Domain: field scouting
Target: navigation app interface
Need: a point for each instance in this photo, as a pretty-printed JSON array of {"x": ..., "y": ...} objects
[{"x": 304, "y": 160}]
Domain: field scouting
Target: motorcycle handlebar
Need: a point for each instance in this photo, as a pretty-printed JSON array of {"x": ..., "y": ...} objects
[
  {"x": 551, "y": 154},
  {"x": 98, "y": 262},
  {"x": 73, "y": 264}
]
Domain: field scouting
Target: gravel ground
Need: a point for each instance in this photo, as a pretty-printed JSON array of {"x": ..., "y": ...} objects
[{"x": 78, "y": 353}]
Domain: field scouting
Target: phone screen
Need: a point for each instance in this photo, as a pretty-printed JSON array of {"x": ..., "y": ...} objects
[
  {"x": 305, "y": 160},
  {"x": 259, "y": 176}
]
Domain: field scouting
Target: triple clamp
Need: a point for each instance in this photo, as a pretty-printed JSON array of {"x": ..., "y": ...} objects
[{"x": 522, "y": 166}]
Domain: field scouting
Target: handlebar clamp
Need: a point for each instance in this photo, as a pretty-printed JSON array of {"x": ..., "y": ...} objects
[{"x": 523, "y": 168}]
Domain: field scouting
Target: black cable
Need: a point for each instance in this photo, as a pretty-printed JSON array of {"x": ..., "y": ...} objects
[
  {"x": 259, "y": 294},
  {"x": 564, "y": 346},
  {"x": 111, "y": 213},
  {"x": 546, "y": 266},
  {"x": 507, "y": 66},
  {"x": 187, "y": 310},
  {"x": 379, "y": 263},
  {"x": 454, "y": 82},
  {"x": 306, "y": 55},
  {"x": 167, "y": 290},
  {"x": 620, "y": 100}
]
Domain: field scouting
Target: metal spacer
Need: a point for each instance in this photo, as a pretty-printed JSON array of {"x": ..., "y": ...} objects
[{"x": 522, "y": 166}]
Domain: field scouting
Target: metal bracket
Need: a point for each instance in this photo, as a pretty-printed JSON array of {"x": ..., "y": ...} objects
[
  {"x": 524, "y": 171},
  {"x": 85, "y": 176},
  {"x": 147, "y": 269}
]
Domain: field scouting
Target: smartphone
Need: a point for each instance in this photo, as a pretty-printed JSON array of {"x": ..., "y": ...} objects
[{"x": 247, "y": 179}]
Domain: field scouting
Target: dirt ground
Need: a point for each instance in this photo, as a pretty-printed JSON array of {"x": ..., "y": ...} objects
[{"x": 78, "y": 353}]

** Task details **
Make an exact copy of every line in the data.

** Complete response **
Domain: field scouting
Target: navigation app interface
Need: a point for each instance in this photo, as a pretty-printed JSON array of {"x": ..., "y": ...} objects
[{"x": 304, "y": 160}]
Domain: field scouting
Target: motorcycle handlebar
Need: a point for each instance in this photo, as a pretty-printed JSON array of {"x": ..., "y": ...} objects
[
  {"x": 551, "y": 154},
  {"x": 98, "y": 262},
  {"x": 73, "y": 264}
]
Domain: field scouting
Target: gravel ground
Need: a point for each instance in this photo, as a pretty-printed JSON array of {"x": ..., "y": ...} objects
[{"x": 78, "y": 353}]
Domain: field scouting
Target: phone screen
Need: a point for each instance in this photo, as a pretty-printed JSON array of {"x": ..., "y": ...} objects
[
  {"x": 305, "y": 160},
  {"x": 259, "y": 176}
]
Domain: field scouting
Target: triple clamp
Need: a point for each instance in this photo, as a pretty-printed JSON array of {"x": ..., "y": ...} objects
[{"x": 522, "y": 166}]
Domain: field scouting
Target: handlebar clamp
Need: a point for each instance in this photo, as a pretty-printed JSON array of {"x": ..., "y": ...} objects
[{"x": 523, "y": 168}]
Domain: field scouting
Target: black cable
Need: a point for each instance in this photo, as a pretty-printed JSON array of {"x": ..., "y": ...} objects
[
  {"x": 259, "y": 294},
  {"x": 564, "y": 346},
  {"x": 111, "y": 213},
  {"x": 546, "y": 266},
  {"x": 507, "y": 66},
  {"x": 187, "y": 310},
  {"x": 379, "y": 263},
  {"x": 454, "y": 82},
  {"x": 306, "y": 55},
  {"x": 167, "y": 290},
  {"x": 620, "y": 100}
]
Domain: field scouting
Target: metal spacer
Need: a point for each instance in this photo, as a pretty-printed JSON array of {"x": ..., "y": ...} objects
[{"x": 522, "y": 166}]
Domain: field scouting
Target: metal bracket
Need: a point for each instance in this photo, as a pretty-printed JSON array of {"x": ..., "y": ...} objects
[
  {"x": 524, "y": 171},
  {"x": 85, "y": 176},
  {"x": 147, "y": 269}
]
Domain: field scouting
Target: smartphone
Need: a point for each instance in this photo, as a pretty-printed JSON array of {"x": ..., "y": ...} objects
[{"x": 247, "y": 179}]
Domain: field scouting
Target: dirt ground
Need: a point for each instance in this photo, as a pretty-printed JSON array of {"x": ..., "y": ...} objects
[{"x": 78, "y": 353}]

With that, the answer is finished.